Text segment:
☆ ☆ ☆ ☆ ☆

We have taken too many things for granted so far, and if we want to build this country, we must be serious to deal with these foreigners who come into this country at will and please themselves with what they do.

Buhari said recently that true federalism is the only way to go, what is your take on this?

When people talk about true federalism, they are talking about federalism from their perspectives. I keep saying this, we should organise a roundtable where we talk to each other politely, nicely in a cordial atmosphere, but when we insult and shout at each other and say, this is what we want, it will not get us anywhere.

We have the National Assembly, and they are the ones to amend our constitution, so we must be very careful who we elect into the NASS, we must talk to them; our leaders, our opinion leaders and elites must talk with these people on what we want. The sovereignty lies in the individuals, but they have surrendered their sovereignty by electing some people into the National Assembly.

The NASS we have now is going to be responsive, so what we should do now is to organise our thinking; get our thinking under one roof and talk so that when we agree on what we want, we then take it to the National Assembly because everybody can see the gap that exits, which have made our federation difficult. People now choose what they think is in their advantage and propagate it.

☆ ☆ ☆ ☆ ☆

Required tasks:
1: From the interview on federalism, reproduce the part that opens with the words containing "We have taken" and closes with "get us anywhere.".
2: In the interview on federalism, who does the speaker say has the power to amend the constitution?
3: Extend the interview on federalism beyond its final sentence.

Raw records:
☆ ☆ ☆ ☆ ☆

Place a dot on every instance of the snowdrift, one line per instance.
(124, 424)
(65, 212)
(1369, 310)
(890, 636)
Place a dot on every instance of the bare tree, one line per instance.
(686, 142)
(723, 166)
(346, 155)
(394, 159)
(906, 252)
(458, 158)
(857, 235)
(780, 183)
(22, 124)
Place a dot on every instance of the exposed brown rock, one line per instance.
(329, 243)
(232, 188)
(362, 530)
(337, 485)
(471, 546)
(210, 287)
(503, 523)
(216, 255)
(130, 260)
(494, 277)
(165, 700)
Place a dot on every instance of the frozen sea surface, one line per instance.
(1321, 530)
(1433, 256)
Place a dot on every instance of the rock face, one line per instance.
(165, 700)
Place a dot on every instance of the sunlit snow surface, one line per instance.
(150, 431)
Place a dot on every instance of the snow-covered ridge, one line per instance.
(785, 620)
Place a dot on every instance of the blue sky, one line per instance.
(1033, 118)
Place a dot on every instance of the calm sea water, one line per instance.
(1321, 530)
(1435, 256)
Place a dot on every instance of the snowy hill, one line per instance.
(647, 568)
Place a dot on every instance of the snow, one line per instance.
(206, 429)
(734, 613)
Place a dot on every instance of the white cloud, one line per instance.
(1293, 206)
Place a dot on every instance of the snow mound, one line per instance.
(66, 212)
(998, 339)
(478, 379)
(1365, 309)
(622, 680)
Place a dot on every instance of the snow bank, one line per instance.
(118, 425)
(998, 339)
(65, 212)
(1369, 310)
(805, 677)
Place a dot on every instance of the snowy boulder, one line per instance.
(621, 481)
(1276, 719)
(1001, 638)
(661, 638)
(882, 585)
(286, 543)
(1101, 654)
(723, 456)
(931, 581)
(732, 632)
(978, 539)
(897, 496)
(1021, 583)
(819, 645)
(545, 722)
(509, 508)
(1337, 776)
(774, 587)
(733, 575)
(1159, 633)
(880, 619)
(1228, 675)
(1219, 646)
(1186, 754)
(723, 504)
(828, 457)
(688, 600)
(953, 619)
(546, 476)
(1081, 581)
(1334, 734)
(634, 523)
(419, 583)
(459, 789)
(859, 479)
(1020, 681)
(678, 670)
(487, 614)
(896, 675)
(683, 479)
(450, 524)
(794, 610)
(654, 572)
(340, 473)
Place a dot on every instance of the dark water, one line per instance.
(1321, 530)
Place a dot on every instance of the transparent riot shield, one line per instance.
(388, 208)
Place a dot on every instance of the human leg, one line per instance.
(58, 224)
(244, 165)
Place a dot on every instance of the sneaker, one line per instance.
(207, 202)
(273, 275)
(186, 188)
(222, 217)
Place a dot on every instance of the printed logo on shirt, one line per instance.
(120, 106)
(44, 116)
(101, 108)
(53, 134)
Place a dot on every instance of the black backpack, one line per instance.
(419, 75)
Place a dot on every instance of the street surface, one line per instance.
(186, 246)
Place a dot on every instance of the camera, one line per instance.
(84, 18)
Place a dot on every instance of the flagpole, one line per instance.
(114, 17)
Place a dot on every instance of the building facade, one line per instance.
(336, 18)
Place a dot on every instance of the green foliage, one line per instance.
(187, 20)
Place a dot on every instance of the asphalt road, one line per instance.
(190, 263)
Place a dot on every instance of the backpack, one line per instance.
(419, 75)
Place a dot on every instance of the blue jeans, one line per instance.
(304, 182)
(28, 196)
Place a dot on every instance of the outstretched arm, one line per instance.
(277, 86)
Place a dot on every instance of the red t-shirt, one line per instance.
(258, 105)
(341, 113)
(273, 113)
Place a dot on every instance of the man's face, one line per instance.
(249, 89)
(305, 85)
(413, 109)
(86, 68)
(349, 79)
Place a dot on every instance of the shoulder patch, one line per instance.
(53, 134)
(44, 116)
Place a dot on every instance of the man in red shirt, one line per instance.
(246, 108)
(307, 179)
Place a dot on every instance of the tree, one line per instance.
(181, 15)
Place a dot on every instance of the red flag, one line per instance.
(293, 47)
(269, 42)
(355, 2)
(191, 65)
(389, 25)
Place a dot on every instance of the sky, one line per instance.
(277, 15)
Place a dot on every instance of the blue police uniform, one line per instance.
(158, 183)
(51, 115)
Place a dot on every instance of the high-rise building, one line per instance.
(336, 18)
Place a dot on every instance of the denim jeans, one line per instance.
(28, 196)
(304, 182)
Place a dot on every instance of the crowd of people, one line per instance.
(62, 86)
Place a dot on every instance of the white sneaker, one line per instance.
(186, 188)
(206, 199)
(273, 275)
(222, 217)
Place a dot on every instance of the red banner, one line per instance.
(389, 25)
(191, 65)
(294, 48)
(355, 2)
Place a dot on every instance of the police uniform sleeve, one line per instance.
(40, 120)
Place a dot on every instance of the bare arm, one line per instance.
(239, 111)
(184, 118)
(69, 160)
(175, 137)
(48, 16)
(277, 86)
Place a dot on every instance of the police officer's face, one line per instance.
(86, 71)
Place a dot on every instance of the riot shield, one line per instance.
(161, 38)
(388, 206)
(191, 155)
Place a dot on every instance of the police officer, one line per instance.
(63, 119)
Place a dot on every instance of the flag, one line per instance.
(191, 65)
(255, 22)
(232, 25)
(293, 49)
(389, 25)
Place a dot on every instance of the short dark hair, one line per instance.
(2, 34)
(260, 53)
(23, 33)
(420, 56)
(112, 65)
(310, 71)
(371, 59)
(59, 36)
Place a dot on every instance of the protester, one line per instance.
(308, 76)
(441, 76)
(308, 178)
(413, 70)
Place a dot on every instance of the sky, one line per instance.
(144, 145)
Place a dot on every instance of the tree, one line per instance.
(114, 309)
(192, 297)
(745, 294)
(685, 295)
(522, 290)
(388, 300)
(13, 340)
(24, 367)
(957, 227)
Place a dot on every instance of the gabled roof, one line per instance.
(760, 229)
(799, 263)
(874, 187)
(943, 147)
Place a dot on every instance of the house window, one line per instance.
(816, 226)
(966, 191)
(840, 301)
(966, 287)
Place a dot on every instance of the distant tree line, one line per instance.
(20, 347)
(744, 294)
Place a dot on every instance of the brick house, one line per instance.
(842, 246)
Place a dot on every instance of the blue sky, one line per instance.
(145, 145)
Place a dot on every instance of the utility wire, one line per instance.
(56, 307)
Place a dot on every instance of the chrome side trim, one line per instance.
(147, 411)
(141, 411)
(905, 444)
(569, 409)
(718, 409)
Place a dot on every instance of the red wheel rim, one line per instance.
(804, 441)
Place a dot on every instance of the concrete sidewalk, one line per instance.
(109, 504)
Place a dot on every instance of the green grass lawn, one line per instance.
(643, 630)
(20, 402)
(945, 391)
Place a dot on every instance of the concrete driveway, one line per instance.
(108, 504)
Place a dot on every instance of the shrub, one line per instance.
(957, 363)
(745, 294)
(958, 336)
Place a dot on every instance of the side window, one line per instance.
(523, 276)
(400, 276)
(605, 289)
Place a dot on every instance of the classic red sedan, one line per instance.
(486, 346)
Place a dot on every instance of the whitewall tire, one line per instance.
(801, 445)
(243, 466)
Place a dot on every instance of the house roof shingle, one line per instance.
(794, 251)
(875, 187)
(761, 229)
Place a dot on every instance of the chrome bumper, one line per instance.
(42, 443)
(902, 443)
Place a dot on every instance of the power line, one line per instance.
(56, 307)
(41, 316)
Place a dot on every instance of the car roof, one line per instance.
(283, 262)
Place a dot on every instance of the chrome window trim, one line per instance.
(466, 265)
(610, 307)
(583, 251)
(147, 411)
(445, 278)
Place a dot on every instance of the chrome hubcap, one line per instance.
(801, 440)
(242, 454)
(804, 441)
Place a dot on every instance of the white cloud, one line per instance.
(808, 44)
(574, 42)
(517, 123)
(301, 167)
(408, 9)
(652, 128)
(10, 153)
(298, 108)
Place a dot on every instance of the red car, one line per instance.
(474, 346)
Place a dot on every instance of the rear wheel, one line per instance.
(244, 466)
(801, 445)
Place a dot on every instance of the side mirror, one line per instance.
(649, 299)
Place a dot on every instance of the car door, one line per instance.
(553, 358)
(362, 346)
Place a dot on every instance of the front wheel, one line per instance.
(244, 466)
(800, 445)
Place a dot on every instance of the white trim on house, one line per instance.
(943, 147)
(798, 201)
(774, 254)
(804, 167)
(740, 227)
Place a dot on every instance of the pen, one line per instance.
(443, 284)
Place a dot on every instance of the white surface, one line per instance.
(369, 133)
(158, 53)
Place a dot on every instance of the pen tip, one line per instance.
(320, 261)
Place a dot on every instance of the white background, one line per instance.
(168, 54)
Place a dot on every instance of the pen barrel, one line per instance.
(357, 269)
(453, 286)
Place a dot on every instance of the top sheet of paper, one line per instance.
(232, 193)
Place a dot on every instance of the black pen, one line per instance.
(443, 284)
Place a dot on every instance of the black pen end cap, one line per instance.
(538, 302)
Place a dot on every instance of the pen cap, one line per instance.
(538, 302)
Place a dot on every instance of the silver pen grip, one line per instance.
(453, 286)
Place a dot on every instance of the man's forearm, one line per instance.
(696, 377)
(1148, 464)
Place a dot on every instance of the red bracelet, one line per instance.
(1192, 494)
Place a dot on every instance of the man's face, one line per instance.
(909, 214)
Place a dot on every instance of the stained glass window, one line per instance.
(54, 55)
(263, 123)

☆ ☆ ☆ ☆ ☆

Answers by task:
1:
We have taken too many things for granted so far, and if we want to build this country, we must be serious to deal with these foreigners who come into this country at will and please themselves with what they do.

Buhari said recently that true federalism is the only way to go, what is your take on this?

When people talk about true federalism, they are talking about federalism from their perspectives. I keep saying this, we should organise a roundtable where we talk to each other politely, nicely in a cordial atmosphere, but when we insult and shout at each other and say, this is what we want, it will not get us anywhere.

2: The National Assembly.

3:
Now, it is coming from the president, how do you advise him on how to go about implementing true federalism?

Let him talk to various states; let him talk to various geo-political zones, and they should be balanced people, and not people who are on the lunatic fringe; people who will be reasonable and see reasons in each other so that we can agree among ourselves, but if we delay it and it gets worse by the day, and from talking we get to shouting and from shouting we get to harming each other, then there will be no Nigeria to call our own.

 People are already talking of where political power should reside in 2023; some argue that the North should retain it, while others argue that it should be Southwest, some say it is the turn of Southeast, what is your position on this?

Nigeria, as a growing concern is dependent on give and take, we have the North and the South divide, and if you remember the amalgamation of 1914 was on the Northern Protectorate and the Southern Protectorate, then we have to be sensible.

Power should rotate between the North and the South, but we shouldn’t micro zone the seat of power. For me, a Northerner, if anybody from the North is president for two terms, I would expect power to go to the south, but I now ask which part of the south it should go to because if you say you are micro zoning to this area, it makes them lazy, it makes them exclusive that they don’t embrace the others.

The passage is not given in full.